**Given request**
Resize the lines from the line with "# test: for every instance of the floral" through the final line. Copy each of those lines in full. Multiply only the answer coordinates by 2 and round them to whole numbers, halves up. Leave every other number as it stands.
━━ Source records
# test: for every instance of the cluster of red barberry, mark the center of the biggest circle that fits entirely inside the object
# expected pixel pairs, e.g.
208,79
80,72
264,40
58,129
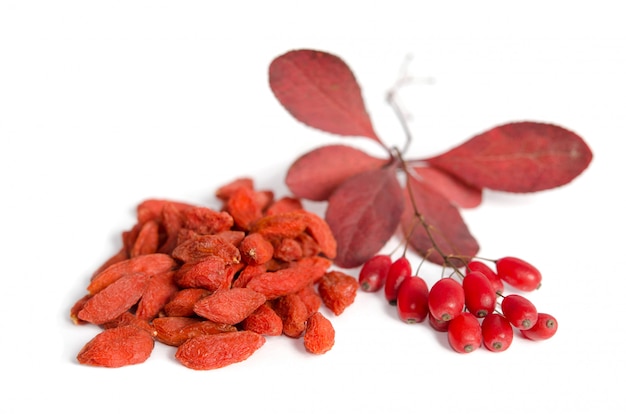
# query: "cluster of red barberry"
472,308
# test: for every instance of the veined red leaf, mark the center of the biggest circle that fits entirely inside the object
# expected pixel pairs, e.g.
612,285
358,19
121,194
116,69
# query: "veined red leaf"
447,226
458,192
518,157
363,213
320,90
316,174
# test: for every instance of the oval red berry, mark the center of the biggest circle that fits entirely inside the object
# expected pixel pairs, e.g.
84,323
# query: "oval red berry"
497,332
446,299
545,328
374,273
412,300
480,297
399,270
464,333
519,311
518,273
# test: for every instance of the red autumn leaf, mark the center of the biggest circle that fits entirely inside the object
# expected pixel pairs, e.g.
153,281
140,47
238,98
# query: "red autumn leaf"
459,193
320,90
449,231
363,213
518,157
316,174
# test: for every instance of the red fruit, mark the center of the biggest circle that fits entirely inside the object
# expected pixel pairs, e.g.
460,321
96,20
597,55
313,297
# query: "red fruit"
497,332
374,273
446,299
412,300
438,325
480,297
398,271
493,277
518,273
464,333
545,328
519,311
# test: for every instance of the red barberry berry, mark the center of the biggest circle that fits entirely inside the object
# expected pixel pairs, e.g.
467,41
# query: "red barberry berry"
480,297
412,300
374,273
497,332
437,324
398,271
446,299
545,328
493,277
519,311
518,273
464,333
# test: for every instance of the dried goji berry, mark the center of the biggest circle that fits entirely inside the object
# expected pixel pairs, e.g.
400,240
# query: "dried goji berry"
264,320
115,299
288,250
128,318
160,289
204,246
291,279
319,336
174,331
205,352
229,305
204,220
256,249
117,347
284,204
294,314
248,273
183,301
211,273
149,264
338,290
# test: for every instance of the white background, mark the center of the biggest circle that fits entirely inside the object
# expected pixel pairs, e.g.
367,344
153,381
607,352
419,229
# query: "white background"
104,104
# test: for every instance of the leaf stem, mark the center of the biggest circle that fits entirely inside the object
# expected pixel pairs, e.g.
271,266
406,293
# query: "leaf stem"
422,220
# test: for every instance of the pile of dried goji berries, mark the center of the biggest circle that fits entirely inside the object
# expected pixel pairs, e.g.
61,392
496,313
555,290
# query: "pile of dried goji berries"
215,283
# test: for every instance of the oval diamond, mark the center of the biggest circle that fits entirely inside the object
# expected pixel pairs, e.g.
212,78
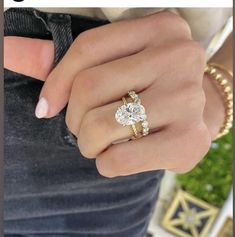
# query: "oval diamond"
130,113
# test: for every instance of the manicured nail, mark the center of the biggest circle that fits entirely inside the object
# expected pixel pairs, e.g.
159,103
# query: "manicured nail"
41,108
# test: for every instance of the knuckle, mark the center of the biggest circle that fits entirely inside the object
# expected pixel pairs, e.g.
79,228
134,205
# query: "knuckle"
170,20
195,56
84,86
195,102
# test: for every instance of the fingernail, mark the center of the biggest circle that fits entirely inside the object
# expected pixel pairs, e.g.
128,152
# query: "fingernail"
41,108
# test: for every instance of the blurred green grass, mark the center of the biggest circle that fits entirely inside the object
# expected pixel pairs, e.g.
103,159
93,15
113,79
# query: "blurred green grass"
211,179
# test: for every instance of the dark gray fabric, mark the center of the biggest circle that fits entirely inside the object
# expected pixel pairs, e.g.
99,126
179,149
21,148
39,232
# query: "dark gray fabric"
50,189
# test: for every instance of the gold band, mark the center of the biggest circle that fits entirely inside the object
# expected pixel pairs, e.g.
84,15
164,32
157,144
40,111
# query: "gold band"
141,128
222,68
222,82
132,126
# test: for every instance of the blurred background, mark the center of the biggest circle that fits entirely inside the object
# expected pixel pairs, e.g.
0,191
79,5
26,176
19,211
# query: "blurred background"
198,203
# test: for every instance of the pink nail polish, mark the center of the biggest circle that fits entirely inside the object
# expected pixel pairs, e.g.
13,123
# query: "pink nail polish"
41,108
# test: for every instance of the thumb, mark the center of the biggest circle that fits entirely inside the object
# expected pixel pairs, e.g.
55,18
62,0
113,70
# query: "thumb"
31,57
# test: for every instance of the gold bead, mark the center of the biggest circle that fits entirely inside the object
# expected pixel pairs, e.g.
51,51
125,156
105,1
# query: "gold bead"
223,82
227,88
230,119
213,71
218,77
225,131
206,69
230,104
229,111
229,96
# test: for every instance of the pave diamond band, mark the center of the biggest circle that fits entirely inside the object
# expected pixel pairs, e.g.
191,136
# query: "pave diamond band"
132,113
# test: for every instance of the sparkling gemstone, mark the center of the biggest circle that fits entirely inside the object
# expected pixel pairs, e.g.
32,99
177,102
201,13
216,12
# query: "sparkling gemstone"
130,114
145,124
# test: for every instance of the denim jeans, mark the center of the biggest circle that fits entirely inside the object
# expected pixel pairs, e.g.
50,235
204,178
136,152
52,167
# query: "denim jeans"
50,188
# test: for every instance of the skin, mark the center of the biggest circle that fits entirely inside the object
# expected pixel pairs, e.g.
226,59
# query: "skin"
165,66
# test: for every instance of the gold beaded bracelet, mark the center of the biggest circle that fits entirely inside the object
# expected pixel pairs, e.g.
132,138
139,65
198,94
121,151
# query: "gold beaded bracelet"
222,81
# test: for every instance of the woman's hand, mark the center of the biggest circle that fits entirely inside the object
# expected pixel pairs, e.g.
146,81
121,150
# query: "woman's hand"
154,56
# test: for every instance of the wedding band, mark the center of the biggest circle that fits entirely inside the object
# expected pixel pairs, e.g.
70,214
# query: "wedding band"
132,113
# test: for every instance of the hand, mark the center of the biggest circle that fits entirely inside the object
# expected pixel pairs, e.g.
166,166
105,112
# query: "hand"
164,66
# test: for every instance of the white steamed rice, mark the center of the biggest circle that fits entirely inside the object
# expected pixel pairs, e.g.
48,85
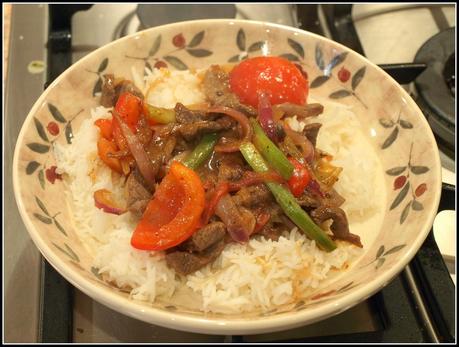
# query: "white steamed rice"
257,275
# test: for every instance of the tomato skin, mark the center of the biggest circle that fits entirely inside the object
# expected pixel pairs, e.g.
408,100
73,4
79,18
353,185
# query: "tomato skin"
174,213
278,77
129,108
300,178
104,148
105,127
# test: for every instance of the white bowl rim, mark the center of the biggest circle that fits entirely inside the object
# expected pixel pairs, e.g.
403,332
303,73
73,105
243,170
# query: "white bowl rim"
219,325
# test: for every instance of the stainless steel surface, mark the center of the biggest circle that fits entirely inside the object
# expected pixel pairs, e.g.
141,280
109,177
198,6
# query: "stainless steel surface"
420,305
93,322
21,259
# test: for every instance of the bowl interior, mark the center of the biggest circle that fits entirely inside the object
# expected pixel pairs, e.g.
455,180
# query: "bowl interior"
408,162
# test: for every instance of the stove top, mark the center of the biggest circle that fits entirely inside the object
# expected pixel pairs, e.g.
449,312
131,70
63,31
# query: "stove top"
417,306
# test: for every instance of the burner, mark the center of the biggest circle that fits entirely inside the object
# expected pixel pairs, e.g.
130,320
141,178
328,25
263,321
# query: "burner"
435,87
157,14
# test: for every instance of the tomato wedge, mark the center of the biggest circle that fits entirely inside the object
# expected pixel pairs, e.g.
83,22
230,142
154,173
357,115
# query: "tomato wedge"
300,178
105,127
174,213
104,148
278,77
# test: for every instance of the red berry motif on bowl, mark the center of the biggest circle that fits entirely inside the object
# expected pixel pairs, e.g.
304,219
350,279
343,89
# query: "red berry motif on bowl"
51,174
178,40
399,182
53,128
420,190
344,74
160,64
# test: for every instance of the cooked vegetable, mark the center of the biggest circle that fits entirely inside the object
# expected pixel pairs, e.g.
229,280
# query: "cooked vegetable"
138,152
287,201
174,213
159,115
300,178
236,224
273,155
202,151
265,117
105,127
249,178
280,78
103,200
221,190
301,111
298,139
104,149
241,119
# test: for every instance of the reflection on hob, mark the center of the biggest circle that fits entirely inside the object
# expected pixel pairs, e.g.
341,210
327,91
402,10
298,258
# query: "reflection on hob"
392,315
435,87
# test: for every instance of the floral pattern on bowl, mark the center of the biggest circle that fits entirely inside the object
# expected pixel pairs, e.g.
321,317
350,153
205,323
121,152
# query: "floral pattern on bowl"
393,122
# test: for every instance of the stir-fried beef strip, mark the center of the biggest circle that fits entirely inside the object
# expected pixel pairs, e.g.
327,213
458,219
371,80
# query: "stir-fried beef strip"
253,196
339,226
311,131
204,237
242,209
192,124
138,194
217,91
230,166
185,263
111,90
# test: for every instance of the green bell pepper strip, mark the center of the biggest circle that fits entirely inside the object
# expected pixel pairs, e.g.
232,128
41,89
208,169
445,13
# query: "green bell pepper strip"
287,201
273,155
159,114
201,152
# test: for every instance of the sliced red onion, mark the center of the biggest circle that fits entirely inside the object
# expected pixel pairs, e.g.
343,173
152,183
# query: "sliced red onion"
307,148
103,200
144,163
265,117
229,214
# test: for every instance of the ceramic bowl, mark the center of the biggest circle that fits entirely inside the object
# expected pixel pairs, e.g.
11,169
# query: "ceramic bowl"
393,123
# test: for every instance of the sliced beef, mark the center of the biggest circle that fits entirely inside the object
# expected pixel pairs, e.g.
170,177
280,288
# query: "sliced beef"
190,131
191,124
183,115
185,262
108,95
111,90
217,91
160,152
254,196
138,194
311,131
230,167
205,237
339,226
━━━━
**Solved problem**
# test: for every instance of the floral pattern on bowl, mark the center of the biggest circle that fits entirely inside the object
# expected pixel pairs, e.g.
321,317
350,153
205,323
121,152
# query: "floral pattern on bowl"
786,244
# test: for every instance of the stir-fried beef strip, mark the center of the biggest circle that fits entirely inside the object
# expected pixel pairs, e.g.
327,213
458,219
371,80
# query: "stir-fried beef strip"
506,392
678,452
622,262
408,474
484,418
384,248
276,388
434,182
460,332
370,526
222,180
# test: for every instance of the green bell pepper strip, mark the center of the biggest circle that fits entirely inside the object
# expected pixel pairs, e.g.
232,128
41,89
208,169
445,13
# query: "green bell pepper strip"
574,402
546,310
318,228
402,304
# test: for every instance of the sliced red onion, mark the center of the biggest circle that fits entirely inside the object
# expected pixel pairs, e.g.
343,173
152,183
# query: "sliced red onion"
614,296
206,400
288,326
530,234
458,428
# test: for every instance of the ceramic bowl, mark the center of the biggest circle that fits entirely inside the object
# expected pixel pairs, e.g.
11,169
# query: "ceramic bowl"
786,246
# test: for every instance of the sliced beef, mark the center of the biggest circle that fits entirely inside the object
# expected pixel pairs, e.g.
170,177
280,288
# query: "sliced beef"
380,262
382,248
366,230
370,524
216,190
222,180
434,182
320,304
508,392
276,388
622,262
460,334
410,474
678,452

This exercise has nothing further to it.